DO THIS
Exactly reproduce the line containing "the form [127,96]." together with every line after it, through the end of the entries, and give nothing more.

INPUT ROWS
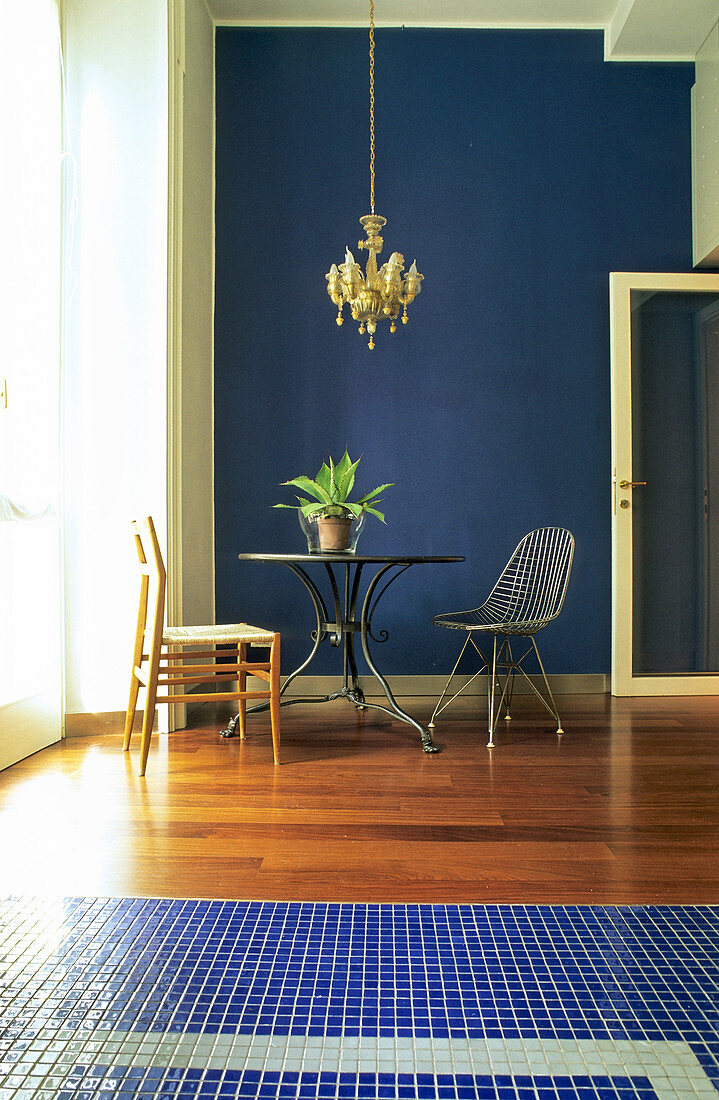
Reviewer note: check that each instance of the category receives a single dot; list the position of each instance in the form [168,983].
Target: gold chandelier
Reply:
[378,294]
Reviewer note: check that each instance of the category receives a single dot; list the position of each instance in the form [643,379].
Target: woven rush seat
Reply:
[217,635]
[188,660]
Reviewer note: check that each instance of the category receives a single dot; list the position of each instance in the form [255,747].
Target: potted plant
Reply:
[330,520]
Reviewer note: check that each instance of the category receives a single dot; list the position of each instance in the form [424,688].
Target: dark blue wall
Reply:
[519,168]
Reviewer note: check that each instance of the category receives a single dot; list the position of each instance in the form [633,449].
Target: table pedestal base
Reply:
[341,633]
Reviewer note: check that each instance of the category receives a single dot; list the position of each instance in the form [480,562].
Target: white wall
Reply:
[196,506]
[115,343]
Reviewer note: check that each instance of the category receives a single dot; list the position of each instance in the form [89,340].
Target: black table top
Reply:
[347,559]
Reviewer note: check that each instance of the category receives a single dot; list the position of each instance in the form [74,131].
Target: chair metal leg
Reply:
[274,694]
[242,685]
[439,708]
[553,711]
[491,688]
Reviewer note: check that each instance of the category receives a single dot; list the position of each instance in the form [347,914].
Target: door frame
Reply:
[621,285]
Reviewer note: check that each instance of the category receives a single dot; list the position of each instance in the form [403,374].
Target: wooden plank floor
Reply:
[622,809]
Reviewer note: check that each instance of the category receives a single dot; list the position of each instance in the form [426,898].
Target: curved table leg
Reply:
[367,612]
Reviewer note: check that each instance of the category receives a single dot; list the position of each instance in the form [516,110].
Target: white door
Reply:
[665,484]
[30,198]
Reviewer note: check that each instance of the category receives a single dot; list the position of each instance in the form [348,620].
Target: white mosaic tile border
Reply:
[672,1067]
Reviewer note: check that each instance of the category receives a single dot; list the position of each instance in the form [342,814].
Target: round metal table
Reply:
[352,616]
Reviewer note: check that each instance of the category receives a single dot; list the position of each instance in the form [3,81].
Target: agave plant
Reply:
[330,488]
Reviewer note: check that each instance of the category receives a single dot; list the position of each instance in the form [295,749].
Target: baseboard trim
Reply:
[563,684]
[597,683]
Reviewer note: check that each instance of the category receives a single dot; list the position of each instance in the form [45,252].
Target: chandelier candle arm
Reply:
[377,294]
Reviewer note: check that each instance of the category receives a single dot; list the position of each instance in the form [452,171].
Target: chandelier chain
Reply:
[372,105]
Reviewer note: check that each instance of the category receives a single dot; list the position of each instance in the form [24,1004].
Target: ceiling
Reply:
[634,30]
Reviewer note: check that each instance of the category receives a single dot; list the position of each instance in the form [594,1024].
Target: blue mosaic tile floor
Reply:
[156,998]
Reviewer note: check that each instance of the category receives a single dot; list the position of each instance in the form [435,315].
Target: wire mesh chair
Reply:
[528,595]
[161,653]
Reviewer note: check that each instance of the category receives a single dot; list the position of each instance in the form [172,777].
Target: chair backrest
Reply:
[152,568]
[534,580]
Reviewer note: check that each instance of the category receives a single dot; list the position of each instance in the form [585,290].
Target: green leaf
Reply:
[324,477]
[302,502]
[309,508]
[311,487]
[375,492]
[347,480]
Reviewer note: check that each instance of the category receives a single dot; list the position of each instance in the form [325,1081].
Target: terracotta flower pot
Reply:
[335,532]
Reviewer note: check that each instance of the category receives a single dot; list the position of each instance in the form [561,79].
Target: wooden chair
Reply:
[528,595]
[158,659]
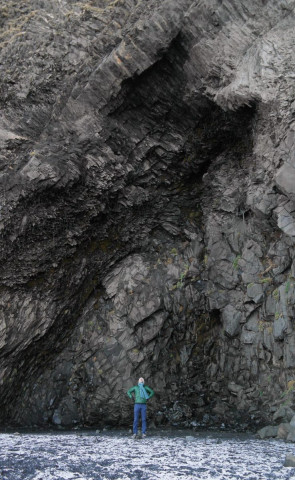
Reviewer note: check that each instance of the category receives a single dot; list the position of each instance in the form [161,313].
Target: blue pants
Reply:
[139,408]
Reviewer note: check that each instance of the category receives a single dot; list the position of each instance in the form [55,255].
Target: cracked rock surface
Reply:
[147,210]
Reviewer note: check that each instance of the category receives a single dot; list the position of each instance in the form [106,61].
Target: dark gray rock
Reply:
[289,461]
[146,211]
[268,432]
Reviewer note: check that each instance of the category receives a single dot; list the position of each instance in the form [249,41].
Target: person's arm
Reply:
[150,392]
[130,391]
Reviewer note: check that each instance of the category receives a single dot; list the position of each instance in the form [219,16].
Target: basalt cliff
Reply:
[147,210]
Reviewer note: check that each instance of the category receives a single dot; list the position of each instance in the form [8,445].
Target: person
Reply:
[141,394]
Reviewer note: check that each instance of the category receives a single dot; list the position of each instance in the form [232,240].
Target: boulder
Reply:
[268,432]
[284,413]
[289,461]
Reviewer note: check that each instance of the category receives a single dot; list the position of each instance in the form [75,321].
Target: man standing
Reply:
[141,393]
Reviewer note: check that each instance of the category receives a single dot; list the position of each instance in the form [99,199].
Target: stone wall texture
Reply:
[147,210]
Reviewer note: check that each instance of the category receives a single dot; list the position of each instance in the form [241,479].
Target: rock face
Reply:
[147,210]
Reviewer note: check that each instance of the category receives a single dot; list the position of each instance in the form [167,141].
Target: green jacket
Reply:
[136,391]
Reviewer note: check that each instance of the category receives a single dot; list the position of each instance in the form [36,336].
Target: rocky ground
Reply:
[163,455]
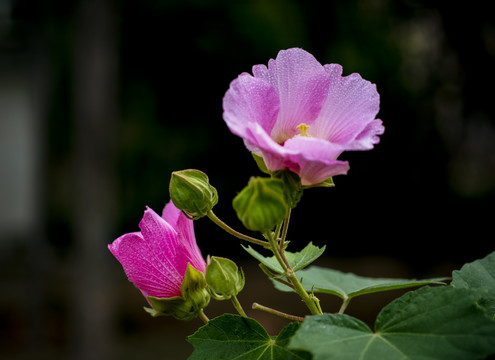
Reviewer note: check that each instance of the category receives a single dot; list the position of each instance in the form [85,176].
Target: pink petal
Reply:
[302,85]
[250,100]
[350,108]
[188,249]
[315,160]
[274,154]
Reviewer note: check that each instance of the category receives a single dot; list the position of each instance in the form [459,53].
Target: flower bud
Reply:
[293,189]
[192,193]
[195,297]
[261,205]
[224,278]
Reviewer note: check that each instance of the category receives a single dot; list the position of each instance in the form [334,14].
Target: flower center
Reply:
[303,128]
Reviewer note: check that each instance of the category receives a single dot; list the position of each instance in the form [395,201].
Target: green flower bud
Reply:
[192,193]
[195,297]
[261,205]
[293,190]
[224,278]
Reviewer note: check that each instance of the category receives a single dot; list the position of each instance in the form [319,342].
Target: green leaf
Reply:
[261,163]
[232,337]
[327,183]
[347,285]
[428,324]
[297,260]
[479,275]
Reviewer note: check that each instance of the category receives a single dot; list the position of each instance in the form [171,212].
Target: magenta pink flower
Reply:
[300,115]
[156,258]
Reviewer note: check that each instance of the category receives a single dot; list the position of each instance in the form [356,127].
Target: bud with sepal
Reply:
[261,204]
[223,277]
[195,297]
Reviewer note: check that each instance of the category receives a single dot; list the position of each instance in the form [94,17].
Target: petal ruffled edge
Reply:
[302,86]
[250,100]
[348,114]
[143,267]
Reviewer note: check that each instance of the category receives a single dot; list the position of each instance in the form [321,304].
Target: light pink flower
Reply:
[300,115]
[156,258]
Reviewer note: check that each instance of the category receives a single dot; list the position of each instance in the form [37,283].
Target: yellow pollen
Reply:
[303,128]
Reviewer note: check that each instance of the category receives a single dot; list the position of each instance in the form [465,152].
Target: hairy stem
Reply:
[257,306]
[203,317]
[283,237]
[291,276]
[233,232]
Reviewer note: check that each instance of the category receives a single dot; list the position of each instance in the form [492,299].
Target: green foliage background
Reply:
[423,197]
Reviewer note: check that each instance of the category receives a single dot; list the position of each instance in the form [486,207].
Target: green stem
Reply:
[203,317]
[291,276]
[233,232]
[257,306]
[285,229]
[238,306]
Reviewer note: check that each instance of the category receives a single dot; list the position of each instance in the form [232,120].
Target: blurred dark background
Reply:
[101,100]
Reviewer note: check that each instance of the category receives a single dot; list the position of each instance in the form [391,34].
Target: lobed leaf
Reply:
[480,276]
[347,285]
[429,323]
[232,337]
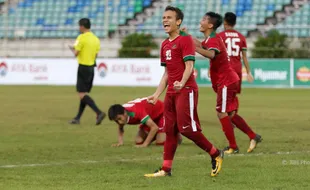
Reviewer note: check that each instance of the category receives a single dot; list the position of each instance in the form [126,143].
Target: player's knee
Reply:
[81,95]
[139,140]
[160,143]
[232,114]
[221,115]
[160,138]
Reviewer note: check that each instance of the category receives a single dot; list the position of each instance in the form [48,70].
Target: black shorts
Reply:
[85,77]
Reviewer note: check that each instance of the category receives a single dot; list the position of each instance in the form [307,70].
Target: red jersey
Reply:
[221,70]
[235,43]
[174,54]
[139,111]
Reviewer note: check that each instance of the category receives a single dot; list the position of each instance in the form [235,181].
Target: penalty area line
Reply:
[146,159]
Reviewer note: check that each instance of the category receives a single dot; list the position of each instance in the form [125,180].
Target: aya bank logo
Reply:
[303,74]
[102,69]
[3,69]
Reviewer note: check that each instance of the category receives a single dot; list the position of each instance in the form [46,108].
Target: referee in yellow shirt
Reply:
[86,48]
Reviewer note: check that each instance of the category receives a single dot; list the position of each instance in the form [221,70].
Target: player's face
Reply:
[121,119]
[225,25]
[81,28]
[170,21]
[205,24]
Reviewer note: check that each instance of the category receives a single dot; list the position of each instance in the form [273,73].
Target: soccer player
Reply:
[225,83]
[139,111]
[236,45]
[86,48]
[180,104]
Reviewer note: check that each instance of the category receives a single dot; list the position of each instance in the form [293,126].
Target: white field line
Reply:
[148,159]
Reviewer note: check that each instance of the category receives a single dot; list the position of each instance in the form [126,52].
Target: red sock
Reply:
[200,140]
[160,144]
[243,126]
[170,147]
[229,131]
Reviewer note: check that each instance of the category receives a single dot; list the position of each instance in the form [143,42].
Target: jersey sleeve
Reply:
[98,46]
[78,45]
[213,44]
[141,113]
[243,44]
[188,48]
[162,57]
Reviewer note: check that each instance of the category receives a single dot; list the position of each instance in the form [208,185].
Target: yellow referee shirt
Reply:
[88,46]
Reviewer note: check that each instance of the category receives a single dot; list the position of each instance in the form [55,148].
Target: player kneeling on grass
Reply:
[139,111]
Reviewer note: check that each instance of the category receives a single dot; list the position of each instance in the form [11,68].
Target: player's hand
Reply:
[117,145]
[250,77]
[184,29]
[152,99]
[141,146]
[177,85]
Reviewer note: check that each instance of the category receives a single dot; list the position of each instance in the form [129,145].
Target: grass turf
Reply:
[34,130]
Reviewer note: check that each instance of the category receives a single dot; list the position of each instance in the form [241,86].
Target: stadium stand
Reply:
[297,19]
[58,18]
[249,12]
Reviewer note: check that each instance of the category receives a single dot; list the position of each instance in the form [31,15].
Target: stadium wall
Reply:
[270,73]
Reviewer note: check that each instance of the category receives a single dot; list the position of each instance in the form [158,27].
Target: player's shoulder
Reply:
[184,35]
[222,34]
[165,41]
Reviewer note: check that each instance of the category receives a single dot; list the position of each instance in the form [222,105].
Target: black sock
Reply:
[81,110]
[90,102]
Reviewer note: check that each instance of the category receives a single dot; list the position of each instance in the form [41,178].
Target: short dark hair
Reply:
[115,110]
[180,14]
[230,18]
[215,18]
[85,22]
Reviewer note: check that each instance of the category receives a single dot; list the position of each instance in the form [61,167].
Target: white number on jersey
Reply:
[232,48]
[133,102]
[168,54]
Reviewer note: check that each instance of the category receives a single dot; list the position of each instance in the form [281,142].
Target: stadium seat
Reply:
[52,15]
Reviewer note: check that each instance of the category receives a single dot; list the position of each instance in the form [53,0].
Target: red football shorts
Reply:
[226,100]
[239,82]
[159,122]
[180,112]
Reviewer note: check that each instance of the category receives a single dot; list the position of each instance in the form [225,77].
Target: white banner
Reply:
[109,72]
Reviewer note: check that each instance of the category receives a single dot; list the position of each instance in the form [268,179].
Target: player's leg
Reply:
[171,142]
[189,126]
[225,97]
[160,139]
[239,73]
[241,124]
[141,135]
[161,135]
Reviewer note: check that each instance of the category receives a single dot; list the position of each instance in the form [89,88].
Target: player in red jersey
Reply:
[180,105]
[225,82]
[139,111]
[236,45]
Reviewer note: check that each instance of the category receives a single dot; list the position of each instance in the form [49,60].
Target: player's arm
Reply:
[153,131]
[206,53]
[120,136]
[246,62]
[160,89]
[189,66]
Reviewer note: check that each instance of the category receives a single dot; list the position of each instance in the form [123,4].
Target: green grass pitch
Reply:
[39,150]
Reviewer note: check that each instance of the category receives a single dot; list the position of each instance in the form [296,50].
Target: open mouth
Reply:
[166,26]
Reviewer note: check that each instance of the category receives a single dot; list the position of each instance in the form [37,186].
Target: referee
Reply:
[86,48]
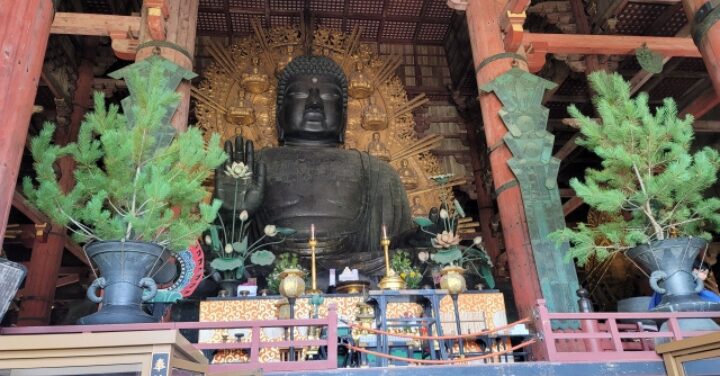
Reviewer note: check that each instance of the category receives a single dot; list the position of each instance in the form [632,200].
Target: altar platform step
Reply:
[653,368]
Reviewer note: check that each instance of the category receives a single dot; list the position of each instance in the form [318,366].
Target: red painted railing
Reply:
[602,337]
[254,345]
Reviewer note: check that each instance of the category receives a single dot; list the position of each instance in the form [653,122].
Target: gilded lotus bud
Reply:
[270,230]
[238,170]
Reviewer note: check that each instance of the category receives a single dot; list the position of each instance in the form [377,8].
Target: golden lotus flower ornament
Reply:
[452,279]
[292,284]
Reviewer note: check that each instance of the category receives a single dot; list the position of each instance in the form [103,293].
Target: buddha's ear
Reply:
[341,136]
[281,133]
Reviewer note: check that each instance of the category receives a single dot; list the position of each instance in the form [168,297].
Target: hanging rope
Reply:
[411,336]
[449,361]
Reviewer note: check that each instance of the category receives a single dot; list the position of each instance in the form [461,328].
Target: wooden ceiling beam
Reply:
[21,203]
[93,24]
[567,44]
[642,77]
[516,6]
[703,104]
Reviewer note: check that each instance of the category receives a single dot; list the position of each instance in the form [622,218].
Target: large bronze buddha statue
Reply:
[347,194]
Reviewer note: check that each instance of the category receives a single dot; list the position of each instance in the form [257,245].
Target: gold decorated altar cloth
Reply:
[479,310]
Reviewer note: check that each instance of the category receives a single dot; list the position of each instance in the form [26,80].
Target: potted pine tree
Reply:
[138,187]
[651,186]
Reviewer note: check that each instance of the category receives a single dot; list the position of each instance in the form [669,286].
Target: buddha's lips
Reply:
[314,115]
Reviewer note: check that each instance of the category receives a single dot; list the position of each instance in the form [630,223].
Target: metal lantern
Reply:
[292,284]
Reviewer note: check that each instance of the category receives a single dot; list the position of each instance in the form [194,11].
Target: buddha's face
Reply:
[312,111]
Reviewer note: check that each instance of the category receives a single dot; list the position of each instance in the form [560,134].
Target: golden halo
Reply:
[238,92]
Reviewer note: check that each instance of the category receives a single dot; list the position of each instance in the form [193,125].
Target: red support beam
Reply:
[24,32]
[709,44]
[486,41]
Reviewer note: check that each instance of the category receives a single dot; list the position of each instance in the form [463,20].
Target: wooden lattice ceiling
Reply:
[384,21]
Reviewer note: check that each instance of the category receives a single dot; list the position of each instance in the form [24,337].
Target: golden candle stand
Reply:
[391,281]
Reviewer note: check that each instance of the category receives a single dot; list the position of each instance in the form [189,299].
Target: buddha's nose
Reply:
[314,102]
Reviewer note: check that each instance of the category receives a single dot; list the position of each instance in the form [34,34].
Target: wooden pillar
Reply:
[46,256]
[486,41]
[484,199]
[709,44]
[39,291]
[179,42]
[24,32]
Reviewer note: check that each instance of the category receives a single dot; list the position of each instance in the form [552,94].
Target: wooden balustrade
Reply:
[601,334]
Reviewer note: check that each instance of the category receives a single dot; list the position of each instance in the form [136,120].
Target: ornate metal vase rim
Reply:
[670,264]
[291,271]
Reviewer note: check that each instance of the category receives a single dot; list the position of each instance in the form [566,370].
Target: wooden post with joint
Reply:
[23,40]
[176,21]
[488,49]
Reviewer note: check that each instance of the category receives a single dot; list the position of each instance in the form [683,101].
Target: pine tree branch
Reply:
[647,209]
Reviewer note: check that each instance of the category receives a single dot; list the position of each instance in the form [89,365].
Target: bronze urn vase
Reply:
[670,264]
[124,278]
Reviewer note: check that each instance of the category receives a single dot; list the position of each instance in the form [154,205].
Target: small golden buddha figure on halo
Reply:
[243,114]
[254,80]
[373,117]
[284,61]
[377,148]
[360,86]
[407,175]
[417,209]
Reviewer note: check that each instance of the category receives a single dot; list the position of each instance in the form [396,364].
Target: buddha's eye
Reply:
[329,96]
[298,94]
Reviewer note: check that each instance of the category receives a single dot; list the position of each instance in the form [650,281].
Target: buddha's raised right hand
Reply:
[240,183]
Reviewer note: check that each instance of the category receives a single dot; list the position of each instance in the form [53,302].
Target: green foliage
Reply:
[403,265]
[284,261]
[126,186]
[447,256]
[262,257]
[648,174]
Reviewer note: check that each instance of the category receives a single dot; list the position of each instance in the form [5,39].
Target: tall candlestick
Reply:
[391,281]
[313,244]
[385,242]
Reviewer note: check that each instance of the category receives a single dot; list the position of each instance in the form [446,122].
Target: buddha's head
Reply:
[312,102]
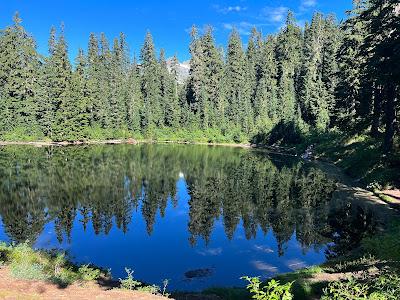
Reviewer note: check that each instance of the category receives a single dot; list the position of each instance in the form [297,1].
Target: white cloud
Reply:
[308,3]
[228,9]
[274,14]
[210,252]
[244,28]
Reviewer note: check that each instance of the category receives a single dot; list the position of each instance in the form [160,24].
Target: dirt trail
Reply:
[11,288]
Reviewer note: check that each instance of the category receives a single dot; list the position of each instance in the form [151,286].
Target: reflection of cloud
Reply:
[295,264]
[262,266]
[210,252]
[263,249]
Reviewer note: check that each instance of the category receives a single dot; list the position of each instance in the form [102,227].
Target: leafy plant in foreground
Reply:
[273,290]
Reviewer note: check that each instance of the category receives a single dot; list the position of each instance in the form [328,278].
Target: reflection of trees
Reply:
[105,184]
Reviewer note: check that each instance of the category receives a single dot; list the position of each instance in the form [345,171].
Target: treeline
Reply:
[277,88]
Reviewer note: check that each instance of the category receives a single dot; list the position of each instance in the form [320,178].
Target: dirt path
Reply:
[11,288]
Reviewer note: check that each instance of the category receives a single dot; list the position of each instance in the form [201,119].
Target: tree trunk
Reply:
[390,113]
[377,111]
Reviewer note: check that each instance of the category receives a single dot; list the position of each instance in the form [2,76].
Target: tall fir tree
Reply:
[288,57]
[19,65]
[238,86]
[152,114]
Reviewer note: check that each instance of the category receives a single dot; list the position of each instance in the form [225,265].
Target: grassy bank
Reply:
[53,267]
[371,271]
[359,155]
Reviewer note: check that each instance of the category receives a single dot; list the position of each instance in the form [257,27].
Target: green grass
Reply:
[29,264]
[359,155]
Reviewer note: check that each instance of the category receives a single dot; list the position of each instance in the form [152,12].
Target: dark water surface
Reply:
[196,215]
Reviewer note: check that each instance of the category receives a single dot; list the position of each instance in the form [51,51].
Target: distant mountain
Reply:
[183,69]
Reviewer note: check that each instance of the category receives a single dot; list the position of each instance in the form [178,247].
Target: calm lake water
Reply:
[199,216]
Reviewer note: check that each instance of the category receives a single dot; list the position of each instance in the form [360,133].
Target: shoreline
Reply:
[346,189]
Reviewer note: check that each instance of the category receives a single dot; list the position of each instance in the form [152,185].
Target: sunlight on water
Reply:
[196,215]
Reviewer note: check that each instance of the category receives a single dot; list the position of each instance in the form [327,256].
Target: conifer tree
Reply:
[133,100]
[195,93]
[212,105]
[237,90]
[73,114]
[288,56]
[313,92]
[57,75]
[265,101]
[19,65]
[152,114]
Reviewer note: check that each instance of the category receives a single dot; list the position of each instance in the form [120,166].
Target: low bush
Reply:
[272,290]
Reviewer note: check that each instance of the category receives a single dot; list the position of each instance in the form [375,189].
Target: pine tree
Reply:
[168,82]
[60,85]
[133,100]
[152,114]
[349,103]
[288,56]
[265,101]
[212,104]
[381,52]
[195,91]
[73,115]
[313,92]
[238,91]
[104,76]
[57,75]
[93,81]
[19,65]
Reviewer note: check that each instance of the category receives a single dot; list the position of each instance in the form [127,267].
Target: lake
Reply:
[199,216]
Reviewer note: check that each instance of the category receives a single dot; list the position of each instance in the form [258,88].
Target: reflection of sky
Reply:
[167,253]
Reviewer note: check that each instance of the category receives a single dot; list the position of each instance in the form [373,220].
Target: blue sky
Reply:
[168,21]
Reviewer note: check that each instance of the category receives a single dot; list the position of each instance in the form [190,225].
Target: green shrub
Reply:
[383,287]
[272,290]
[87,273]
[349,289]
[384,246]
[129,283]
[29,271]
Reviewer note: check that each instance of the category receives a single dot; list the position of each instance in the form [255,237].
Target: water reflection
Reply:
[188,190]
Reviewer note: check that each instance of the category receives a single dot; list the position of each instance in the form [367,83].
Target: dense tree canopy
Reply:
[315,78]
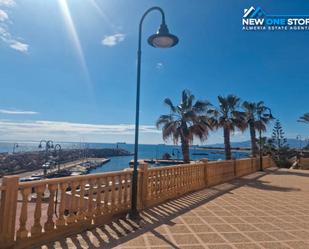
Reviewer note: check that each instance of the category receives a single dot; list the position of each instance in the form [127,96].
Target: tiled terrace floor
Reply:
[257,211]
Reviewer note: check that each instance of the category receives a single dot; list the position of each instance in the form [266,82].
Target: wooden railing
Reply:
[32,212]
[304,163]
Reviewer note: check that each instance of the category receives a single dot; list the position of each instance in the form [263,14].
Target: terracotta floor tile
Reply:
[210,238]
[259,236]
[235,237]
[185,239]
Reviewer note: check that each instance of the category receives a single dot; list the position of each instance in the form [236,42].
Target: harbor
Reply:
[78,167]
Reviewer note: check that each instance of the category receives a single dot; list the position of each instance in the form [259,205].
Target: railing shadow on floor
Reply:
[123,229]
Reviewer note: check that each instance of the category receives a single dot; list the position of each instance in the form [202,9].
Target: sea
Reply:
[146,151]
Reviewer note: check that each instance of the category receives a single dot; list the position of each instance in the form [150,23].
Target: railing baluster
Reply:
[22,231]
[120,193]
[106,193]
[50,225]
[98,197]
[89,214]
[72,210]
[36,229]
[61,220]
[81,204]
[113,204]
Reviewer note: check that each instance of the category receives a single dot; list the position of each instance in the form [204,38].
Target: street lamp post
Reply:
[260,133]
[48,145]
[57,150]
[162,39]
[298,137]
[15,145]
[177,151]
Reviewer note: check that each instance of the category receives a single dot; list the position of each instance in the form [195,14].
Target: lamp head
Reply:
[163,38]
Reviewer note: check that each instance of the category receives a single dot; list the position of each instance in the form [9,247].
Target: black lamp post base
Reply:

FINISHED TASK
Reviewer note: check that each instance of the category receives a single dot; list the position of each instance in the form [127,96].
Target: tiled terrace floor
Reply:
[257,211]
Reviewer note: check that each instance of the category receives a single dot; list the position of each instance in the form [266,82].
Target: wooden railing
Reply:
[32,212]
[304,163]
Reviewer note: check that each instance of the category receives a single dot; list the position of each instance in the form [263,14].
Target: terracotta floor tile
Reply:
[210,238]
[259,236]
[235,237]
[185,239]
Reviewer note: check that each instance of the category receives a single dot; list the position of each instance in the form [236,42].
Target: harbor
Reply:
[78,167]
Reviewer note: check that each instance of the category receives a single dot; list the position of each instance in the form [259,205].
Target: railing shadow on floor
Reply:
[123,229]
Reviewer note: check that each instance of the category receives a single dot; list the position of each instance in the form [202,9].
Target: sea
Reply:
[146,151]
Reviewer note: check that each instance of the category receives a single dot; list the position of each instance in the form [150,23].
Target: railing baluster
Reply:
[22,231]
[120,193]
[106,193]
[50,225]
[98,197]
[89,214]
[72,210]
[36,229]
[61,220]
[81,204]
[113,204]
Reviewer note: check that each instance of the category receives a single dot; list the position of each instance in the form [204,38].
Target: street lamp post
Reply:
[260,133]
[48,145]
[57,150]
[162,39]
[298,137]
[15,145]
[177,151]
Reviewer note: check that each instance of the category receives a single dot; list the position of each instance in the form [195,14].
Target: lamp head
Reply:
[163,38]
Reviewer note: check that each instance of the category receives a single dot; list the position of each instance in the form [9,247].
Target: black lamp post base
Reply:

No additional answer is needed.